▸ WHAT YOU WILL DO
From the first line to the last, copy the listing exactly and omit the images.

▸ RECORDS
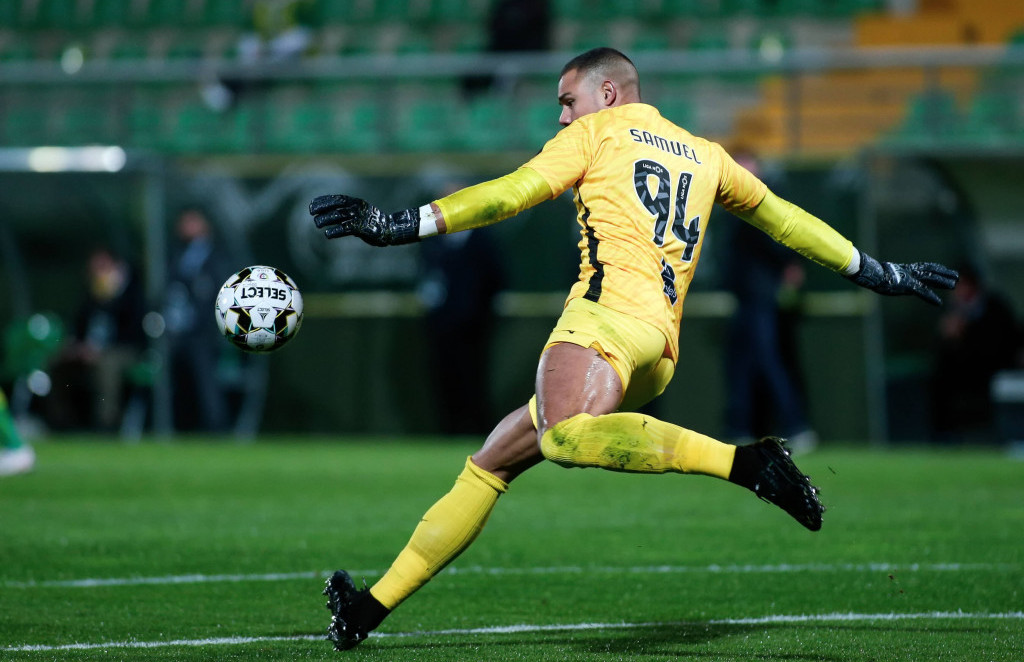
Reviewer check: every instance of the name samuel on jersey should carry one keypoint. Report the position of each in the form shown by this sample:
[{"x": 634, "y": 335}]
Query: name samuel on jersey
[{"x": 672, "y": 147}]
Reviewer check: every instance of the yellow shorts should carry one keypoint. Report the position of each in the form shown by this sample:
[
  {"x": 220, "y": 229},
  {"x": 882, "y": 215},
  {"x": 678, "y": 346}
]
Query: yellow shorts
[{"x": 636, "y": 349}]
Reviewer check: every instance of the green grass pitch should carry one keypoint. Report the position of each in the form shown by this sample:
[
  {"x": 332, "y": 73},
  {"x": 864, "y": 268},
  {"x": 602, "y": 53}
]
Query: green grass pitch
[{"x": 207, "y": 550}]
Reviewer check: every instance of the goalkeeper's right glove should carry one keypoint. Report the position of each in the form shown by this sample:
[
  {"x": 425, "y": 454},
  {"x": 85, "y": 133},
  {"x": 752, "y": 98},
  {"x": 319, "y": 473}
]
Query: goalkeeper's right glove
[
  {"x": 343, "y": 215},
  {"x": 893, "y": 279}
]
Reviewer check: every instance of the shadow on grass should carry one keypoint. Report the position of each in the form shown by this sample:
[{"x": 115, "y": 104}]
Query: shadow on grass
[{"x": 666, "y": 640}]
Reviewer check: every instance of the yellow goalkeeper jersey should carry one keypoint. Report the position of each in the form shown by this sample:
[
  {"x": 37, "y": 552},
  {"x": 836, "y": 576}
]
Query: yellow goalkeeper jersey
[{"x": 644, "y": 190}]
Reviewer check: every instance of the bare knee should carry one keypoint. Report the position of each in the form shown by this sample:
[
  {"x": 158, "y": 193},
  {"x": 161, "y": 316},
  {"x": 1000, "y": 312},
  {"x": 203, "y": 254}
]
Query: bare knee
[
  {"x": 511, "y": 448},
  {"x": 560, "y": 443}
]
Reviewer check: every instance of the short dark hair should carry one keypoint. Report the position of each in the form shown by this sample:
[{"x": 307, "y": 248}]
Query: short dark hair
[{"x": 596, "y": 58}]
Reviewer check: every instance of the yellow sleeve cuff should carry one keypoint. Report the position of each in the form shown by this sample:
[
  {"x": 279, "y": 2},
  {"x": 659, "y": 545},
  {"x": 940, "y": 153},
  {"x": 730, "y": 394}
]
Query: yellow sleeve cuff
[
  {"x": 492, "y": 201},
  {"x": 802, "y": 232}
]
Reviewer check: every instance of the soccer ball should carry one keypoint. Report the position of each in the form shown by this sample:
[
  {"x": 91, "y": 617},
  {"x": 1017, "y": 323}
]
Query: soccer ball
[{"x": 259, "y": 308}]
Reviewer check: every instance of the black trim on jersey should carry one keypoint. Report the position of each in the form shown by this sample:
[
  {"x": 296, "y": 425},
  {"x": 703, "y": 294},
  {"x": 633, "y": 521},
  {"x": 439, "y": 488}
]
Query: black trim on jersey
[{"x": 596, "y": 281}]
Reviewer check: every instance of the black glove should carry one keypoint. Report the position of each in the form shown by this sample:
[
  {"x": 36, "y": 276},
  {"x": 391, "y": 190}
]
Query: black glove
[
  {"x": 919, "y": 278},
  {"x": 343, "y": 215}
]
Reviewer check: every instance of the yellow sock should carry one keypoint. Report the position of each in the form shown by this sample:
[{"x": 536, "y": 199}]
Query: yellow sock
[
  {"x": 446, "y": 529},
  {"x": 635, "y": 443}
]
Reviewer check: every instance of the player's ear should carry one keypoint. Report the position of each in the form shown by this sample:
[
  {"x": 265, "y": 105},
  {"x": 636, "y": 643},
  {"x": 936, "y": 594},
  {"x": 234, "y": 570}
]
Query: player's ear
[{"x": 608, "y": 92}]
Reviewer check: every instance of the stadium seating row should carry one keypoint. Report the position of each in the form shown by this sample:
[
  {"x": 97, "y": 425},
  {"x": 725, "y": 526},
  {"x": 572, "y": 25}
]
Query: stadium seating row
[
  {"x": 76, "y": 14},
  {"x": 361, "y": 121},
  {"x": 182, "y": 124}
]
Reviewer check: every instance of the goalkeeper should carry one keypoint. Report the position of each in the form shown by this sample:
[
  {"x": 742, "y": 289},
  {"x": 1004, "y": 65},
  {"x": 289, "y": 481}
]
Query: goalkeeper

▸ RESPONSE FOR THIS EXERCISE
Reviewer check: every instance of the name samuel on jersey should carry one keypoint. Report the position of each in the form shown by this sample:
[{"x": 634, "y": 335}]
Query: name samuel on jersey
[{"x": 672, "y": 147}]
Reviewer check: every instance of the yellow shorts should carry one keypoint. Report the position of each in the form shown by this sample:
[
  {"x": 220, "y": 229},
  {"x": 882, "y": 215},
  {"x": 678, "y": 346}
]
Query: yellow shorts
[{"x": 636, "y": 349}]
Reviewer check: every instance of the green grass pitch should carry one keypoint. Report the position of each in the form shown by this sample:
[
  {"x": 332, "y": 73},
  {"x": 864, "y": 268},
  {"x": 602, "y": 53}
]
Query: green grass pitch
[{"x": 207, "y": 550}]
Reviewer check: every instance of the goalkeeper's right glove should carry one keypoint. Report the position of each in the form shown by this sample:
[
  {"x": 425, "y": 454},
  {"x": 85, "y": 133},
  {"x": 752, "y": 98},
  {"x": 319, "y": 473}
]
Query: goalkeeper's right glove
[
  {"x": 343, "y": 215},
  {"x": 893, "y": 279}
]
Reviewer check: every instance of the shadow on grass should carry one keypoint. Report the position of each in the form shown by this sample:
[{"x": 115, "y": 104}]
Query: shadow on grass
[{"x": 666, "y": 640}]
Reviewer check: every instance of the yellow goalkeeper jersey should carry one keypoint. Report the position of each in the form shown by this sample:
[
  {"x": 37, "y": 552},
  {"x": 836, "y": 576}
]
Query: yellow goalkeeper jersey
[{"x": 644, "y": 190}]
Reviewer check: every instance of the bare knee should carry one keypoint. Report the position of each in the form shown by this sample:
[
  {"x": 158, "y": 193},
  {"x": 161, "y": 316},
  {"x": 1000, "y": 312},
  {"x": 203, "y": 254}
]
Query: bare knee
[
  {"x": 511, "y": 448},
  {"x": 560, "y": 443}
]
Reviewer check: every instance of the short dark hair should carry one keypoint. Report the position of each in the form shown by this sample:
[{"x": 307, "y": 248}]
Query: short dark hair
[{"x": 596, "y": 58}]
Reviewer check: every instance of the yellow sleeve cuff should carry one keypoint. Report the position of each in the form shown by this sample:
[
  {"x": 279, "y": 2},
  {"x": 659, "y": 545},
  {"x": 940, "y": 153},
  {"x": 730, "y": 394}
]
Query: yellow sleeve cuff
[
  {"x": 492, "y": 201},
  {"x": 802, "y": 232}
]
Reviewer check: every instance of the soccer ball should carry one keypoint. Report the position of each in the form shown by this sample:
[
  {"x": 91, "y": 617},
  {"x": 1017, "y": 323}
]
Query: soccer ball
[{"x": 259, "y": 308}]
Reviewer check: every instance of the black trim on jersey should carry one keypoint. Report the position of each in the form shown by this sample:
[
  {"x": 296, "y": 425},
  {"x": 703, "y": 294},
  {"x": 633, "y": 521},
  {"x": 439, "y": 488}
]
Query: black trim on jersey
[{"x": 596, "y": 281}]
Reviewer check: every instance of the black glove should carry one keypoint. Report the position of each in the form shown by this sample:
[
  {"x": 36, "y": 276},
  {"x": 391, "y": 190}
]
Query: black glove
[
  {"x": 919, "y": 278},
  {"x": 343, "y": 215}
]
Reviewer check: every instance of the yellow sock should carry one keypoint. Report the position of each in the form shown by this sample:
[{"x": 536, "y": 199}]
Query: yellow sock
[
  {"x": 446, "y": 529},
  {"x": 635, "y": 443}
]
Reviewer check: every instance of the player's ear should carry one keypoint. Report the position of each in the form shown by this sample:
[
  {"x": 265, "y": 105},
  {"x": 636, "y": 643},
  {"x": 936, "y": 594},
  {"x": 234, "y": 570}
]
Query: player's ear
[{"x": 608, "y": 92}]
Reviewer check: every instance of the stadium seating row should carry one keypoint. Report the position of each in the form shown by this sample:
[
  {"x": 97, "y": 425},
  {"x": 725, "y": 526},
  {"x": 572, "y": 25}
]
Query: stadium seating row
[
  {"x": 76, "y": 14},
  {"x": 361, "y": 121},
  {"x": 182, "y": 124}
]
Reviewer check: every instance of the goalkeeper should carry one keypoint. Report the position of each in the form shown by this sample:
[
  {"x": 742, "y": 289},
  {"x": 1004, "y": 65},
  {"x": 289, "y": 481}
]
Query: goalkeeper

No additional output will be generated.